=== TEXTABSCHNITT ===
Rim Banna war von Nazareth in den Nikolaisaal gekommen, um zu kämpfen. Denn jeder Auftritt, jedes Lied, dass sie singt, ist ein Kampf für die Sache ihres Volkes. Sie hatte ihren Ehemann Leonid Alexeienko dabei, der die Akustikgitarre spielte. Außerdem Mustafa Bouchou am Bass und Roberto Olori am Schlagzeug. Eine Palästinenserin, ein Ukrainer, ein Marokkaner und ein Italiener – als wollte Rim Banna schon allein mit der Wahl ihrer Musiker zeigen, dass ein Zusammen mit jeder Nation geht. Bevor die Band zusammen kam, trat die Sängerin allein auf die Bühne, um mit einem traditionellen Schlaflied aus ihrer Heimat das Konzert zu beginnen. Ausgerechnet mit einem Schlaflied? Doch ihr ging es weniger darum, die Zuhörer im Foyer einzulullen.
Es war, als wollte sie mit diesem leisen, manchmal getragenen Lied Frieden beschwören. Nicht unbedingt im Foyer, aber in Palästina, und sei es nur für diesen Abend. Denn Rim Banna sang zwar in Potsdam, doch man spürte, dass sie hoffte, ihre Lieder werden bis in ihre Heimat getragen.
=== ANGEZEIGTE DATEN ===
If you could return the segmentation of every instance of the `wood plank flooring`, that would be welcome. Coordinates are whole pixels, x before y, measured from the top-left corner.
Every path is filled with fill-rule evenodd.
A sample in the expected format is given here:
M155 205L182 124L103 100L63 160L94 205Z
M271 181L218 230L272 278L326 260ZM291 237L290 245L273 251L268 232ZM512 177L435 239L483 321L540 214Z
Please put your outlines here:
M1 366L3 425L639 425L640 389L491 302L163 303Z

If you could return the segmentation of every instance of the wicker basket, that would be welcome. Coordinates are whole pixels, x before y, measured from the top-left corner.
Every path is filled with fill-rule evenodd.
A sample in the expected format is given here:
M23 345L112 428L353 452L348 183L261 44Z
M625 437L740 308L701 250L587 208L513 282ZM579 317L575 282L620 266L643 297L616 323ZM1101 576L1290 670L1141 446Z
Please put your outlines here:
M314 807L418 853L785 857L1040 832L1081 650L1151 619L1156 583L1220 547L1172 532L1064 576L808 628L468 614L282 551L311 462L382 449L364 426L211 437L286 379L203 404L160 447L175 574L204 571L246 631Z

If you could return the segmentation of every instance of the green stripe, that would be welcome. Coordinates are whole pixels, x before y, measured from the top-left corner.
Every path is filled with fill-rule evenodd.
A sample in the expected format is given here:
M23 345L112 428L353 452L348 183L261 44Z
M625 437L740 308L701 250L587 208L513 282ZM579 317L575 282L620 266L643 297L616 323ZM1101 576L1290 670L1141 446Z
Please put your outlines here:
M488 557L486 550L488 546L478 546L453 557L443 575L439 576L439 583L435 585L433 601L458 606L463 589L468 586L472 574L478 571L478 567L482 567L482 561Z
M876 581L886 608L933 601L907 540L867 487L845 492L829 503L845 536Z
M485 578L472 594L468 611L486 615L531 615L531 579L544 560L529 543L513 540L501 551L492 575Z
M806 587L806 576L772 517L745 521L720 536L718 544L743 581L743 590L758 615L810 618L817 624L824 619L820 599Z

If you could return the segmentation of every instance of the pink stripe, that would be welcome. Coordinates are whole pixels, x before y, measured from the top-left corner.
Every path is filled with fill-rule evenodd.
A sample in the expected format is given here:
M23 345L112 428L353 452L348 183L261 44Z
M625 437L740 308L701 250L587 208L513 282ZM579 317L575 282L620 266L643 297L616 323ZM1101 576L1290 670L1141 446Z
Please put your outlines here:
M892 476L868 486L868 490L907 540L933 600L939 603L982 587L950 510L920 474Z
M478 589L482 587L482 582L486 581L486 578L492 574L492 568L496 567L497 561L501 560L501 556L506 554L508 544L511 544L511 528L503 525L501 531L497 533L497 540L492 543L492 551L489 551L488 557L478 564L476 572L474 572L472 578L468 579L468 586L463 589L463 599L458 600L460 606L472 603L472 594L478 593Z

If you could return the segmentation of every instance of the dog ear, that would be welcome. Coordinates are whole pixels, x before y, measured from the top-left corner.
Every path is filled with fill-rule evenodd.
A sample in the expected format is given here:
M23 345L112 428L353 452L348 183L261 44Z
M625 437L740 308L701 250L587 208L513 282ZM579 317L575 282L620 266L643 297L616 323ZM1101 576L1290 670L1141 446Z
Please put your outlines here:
===
--- ZU LÖSENDE AUFGABEN ---
1) Beantworte diese Fragen zum Textabschnitt über das Konzert von Rim Banna:
(a) Wer spielte die Akustikgitarre?
(b) Womit eröffnete die Sängerin das Konzert?
(c) In welcher Stadt sang Rim Banna?
2) Übertrage bitte den Abschnitt der Einträge, der mit der Zeile beginnt, die „of the pink“ enthält, und bis zum Ende der Einträge reicht, in eine Markdown-Tabelle mit den Spalten „Nr.“ und „Zeile“. Beide Enden gehören dazu, Leerzeilen entfallen.

--- VOLLSTÄNDIGE LÖSUNGEN ---
1)
(a) Ihr Ehemann Leonid Alexeienko.
(b) Mit einem traditionellen Schlaflied aus ihrer Heimat, das sie allein auf der Bühne vortrug.
(c) In Potsdam.

2)
| Nr. | Zeile |
|---|---|
| 1 | If you could return the segmentation of every instance of the pink stripe, that would be welcome. Coordinates are whole pixels, x before y, measured from the top-left corner. |
| 2 | Every path is filled with fill-rule evenodd. |
| 3 | A sample in the expected format is given here: |
| 4 | M23 345L112 428L353 452L348 183L261 44Z |
| 5 | M625 437L740 308L701 250L587 208L513 282ZM579 317L575 282L620 266L643 297L616 323ZM1101 576L1290 670L1141 446Z |
| 6 | Please put your outlines here: |
| 7 | M892 476L868 486L868 490L907 540L933 600L939 603L982 587L950 510L920 474Z |
| 8 | M478 589L482 587L482 582L486 581L486 578L492 574L492 568L496 567L497 561L501 560L501 556L506 554L508 544L511 544L511 528L503 525L501 531L497 533L497 540L492 543L492 551L489 551L488 557L478 564L476 572L474 572L472 578L468 579L468 586L463 589L463 599L458 600L460 606L472 603L472 594L478 593Z |
| 9 | If you could return the segmentation of every instance of the dog ear, that would be welcome. Coordinates are whole pixels, x before y, measured from the top-left corner. |
| 10 | Every path is filled with fill-rule evenodd. |
| 11 | A sample in the expected format is given here: |
| 12 | M23 345L112 428L353 452L348 183L261 44Z |
| 13 | M625 437L740 308L701 250L587 208L513 282ZM579 317L575 282L620 266L643 297L616 323ZM1101 576L1290 670L1141 446Z |
| 14 | Please put your outlines here: |